# Image region outline records
# # #
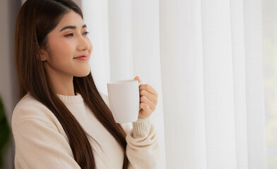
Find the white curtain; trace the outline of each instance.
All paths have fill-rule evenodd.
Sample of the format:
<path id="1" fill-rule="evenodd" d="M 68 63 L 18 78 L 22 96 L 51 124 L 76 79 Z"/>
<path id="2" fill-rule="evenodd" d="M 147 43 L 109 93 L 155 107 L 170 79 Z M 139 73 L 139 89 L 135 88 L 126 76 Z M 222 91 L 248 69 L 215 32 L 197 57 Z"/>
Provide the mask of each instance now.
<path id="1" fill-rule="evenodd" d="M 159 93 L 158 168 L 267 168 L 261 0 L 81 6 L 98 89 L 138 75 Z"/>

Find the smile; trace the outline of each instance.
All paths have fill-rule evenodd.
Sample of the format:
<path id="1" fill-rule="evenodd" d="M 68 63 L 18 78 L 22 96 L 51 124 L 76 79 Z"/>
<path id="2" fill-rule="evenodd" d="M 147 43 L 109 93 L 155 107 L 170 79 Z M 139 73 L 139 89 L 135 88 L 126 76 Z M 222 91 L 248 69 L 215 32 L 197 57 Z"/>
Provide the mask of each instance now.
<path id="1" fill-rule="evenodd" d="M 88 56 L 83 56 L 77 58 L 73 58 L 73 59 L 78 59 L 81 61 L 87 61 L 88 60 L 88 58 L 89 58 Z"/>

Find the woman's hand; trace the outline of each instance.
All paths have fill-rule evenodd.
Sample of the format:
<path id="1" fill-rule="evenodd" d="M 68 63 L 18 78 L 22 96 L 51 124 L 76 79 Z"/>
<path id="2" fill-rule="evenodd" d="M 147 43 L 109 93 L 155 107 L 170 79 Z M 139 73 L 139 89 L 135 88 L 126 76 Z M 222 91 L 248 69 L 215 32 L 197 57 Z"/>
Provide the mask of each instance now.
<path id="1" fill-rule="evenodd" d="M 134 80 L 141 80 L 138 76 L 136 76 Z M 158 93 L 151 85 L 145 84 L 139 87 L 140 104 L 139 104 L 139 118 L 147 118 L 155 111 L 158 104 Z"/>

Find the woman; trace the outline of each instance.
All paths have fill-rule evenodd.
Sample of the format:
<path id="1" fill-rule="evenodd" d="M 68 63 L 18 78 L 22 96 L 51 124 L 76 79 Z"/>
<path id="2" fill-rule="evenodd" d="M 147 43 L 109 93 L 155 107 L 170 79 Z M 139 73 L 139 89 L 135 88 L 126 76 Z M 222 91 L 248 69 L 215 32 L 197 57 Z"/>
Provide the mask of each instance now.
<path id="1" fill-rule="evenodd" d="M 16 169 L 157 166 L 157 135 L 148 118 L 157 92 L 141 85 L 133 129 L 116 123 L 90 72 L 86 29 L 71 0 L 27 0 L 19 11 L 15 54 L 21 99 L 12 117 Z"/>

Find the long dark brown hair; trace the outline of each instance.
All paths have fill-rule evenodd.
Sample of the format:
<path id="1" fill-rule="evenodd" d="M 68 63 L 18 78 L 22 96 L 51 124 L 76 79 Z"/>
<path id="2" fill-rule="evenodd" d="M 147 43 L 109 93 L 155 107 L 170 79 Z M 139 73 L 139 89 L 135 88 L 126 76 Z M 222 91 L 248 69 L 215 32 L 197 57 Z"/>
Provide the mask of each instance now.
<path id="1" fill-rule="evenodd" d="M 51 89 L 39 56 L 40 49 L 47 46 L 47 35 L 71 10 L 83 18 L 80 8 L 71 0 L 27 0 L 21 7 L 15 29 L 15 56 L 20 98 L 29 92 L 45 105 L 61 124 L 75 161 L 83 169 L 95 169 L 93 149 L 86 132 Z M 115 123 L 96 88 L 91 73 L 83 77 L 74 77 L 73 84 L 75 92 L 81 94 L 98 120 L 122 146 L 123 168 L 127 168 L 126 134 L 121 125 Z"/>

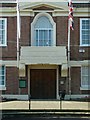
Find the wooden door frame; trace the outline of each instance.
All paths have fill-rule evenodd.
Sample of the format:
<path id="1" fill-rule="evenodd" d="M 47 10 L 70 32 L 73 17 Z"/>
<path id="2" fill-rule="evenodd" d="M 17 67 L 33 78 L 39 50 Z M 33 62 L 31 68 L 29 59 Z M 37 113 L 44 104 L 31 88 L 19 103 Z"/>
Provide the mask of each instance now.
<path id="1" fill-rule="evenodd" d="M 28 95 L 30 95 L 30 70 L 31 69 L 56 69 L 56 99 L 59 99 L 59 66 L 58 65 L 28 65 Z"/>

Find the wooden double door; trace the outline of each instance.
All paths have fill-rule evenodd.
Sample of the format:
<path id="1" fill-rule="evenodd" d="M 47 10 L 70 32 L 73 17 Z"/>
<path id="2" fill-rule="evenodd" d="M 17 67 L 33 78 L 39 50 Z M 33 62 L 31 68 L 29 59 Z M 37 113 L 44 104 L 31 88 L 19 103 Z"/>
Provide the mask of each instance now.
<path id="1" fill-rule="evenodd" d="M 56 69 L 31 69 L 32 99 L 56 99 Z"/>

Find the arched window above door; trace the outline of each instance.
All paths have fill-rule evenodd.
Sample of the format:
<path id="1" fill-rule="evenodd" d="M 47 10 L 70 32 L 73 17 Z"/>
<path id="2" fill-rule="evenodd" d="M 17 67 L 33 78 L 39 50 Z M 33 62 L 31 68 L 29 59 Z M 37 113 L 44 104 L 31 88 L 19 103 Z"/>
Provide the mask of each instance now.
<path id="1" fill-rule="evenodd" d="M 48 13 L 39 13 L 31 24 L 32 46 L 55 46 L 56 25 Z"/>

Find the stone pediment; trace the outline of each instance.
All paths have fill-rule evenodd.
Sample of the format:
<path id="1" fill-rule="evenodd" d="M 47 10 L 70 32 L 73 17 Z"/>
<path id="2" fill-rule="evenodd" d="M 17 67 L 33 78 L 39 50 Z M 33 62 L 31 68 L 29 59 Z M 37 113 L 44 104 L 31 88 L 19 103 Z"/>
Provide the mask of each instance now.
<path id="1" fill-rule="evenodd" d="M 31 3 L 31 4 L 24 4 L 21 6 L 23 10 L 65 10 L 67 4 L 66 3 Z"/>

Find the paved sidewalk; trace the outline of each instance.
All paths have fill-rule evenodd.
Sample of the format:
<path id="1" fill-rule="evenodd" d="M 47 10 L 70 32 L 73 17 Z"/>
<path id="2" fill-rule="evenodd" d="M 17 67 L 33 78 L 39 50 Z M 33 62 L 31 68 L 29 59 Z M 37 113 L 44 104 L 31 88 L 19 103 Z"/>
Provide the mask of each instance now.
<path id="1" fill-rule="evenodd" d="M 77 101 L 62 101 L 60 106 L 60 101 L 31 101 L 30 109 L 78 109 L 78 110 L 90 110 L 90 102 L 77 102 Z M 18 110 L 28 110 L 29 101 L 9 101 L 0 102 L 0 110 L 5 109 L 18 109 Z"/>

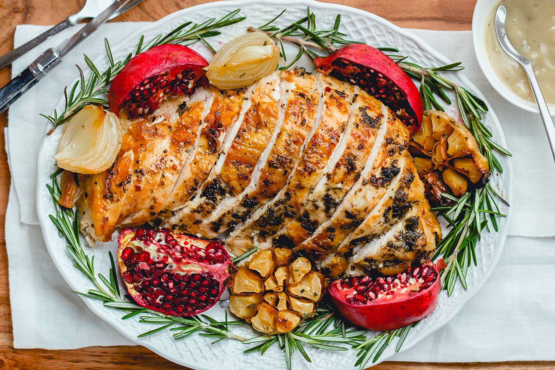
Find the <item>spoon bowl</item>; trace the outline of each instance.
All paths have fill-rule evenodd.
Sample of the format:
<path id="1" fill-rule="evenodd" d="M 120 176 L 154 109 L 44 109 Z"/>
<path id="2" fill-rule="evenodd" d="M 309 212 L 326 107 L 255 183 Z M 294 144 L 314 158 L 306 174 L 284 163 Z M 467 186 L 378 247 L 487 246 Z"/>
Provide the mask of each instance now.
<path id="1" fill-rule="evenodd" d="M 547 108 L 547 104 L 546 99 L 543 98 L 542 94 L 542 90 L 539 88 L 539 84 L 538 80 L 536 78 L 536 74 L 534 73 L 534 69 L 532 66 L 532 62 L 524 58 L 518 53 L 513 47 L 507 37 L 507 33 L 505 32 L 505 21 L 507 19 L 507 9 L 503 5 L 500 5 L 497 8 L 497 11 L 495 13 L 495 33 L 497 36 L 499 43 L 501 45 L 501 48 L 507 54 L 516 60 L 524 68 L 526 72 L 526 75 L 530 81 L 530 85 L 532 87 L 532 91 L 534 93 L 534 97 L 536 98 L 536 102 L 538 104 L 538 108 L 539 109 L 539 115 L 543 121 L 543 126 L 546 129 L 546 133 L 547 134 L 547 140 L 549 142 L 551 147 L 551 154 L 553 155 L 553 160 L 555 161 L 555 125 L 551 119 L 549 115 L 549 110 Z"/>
# # #
# Stated task
Copy the lines above verbatim, starting at the line with "Find the woman's" and ending at the line with "134 80 L 141".

# Reply to the task
Find the woman's hand; trace the outline of each instance.
All paths have fill-rule evenodd.
Sample of the format:
<path id="1" fill-rule="evenodd" d="M 68 63 L 18 78 L 22 96 L 51 124 L 76 79 Z"/>
<path id="2" fill-rule="evenodd" d="M 147 43 L 109 93 L 155 107 L 170 79 Z M 139 73 L 139 89 L 135 88 L 126 76 Z M 222 91 L 248 69 L 215 32 L 197 57 Z"/>
Provide the mask of each instance now.
<path id="1" fill-rule="evenodd" d="M 134 80 L 141 80 L 138 76 L 136 76 Z M 158 93 L 151 85 L 145 84 L 139 87 L 140 104 L 139 104 L 139 118 L 147 118 L 155 111 L 158 104 Z"/>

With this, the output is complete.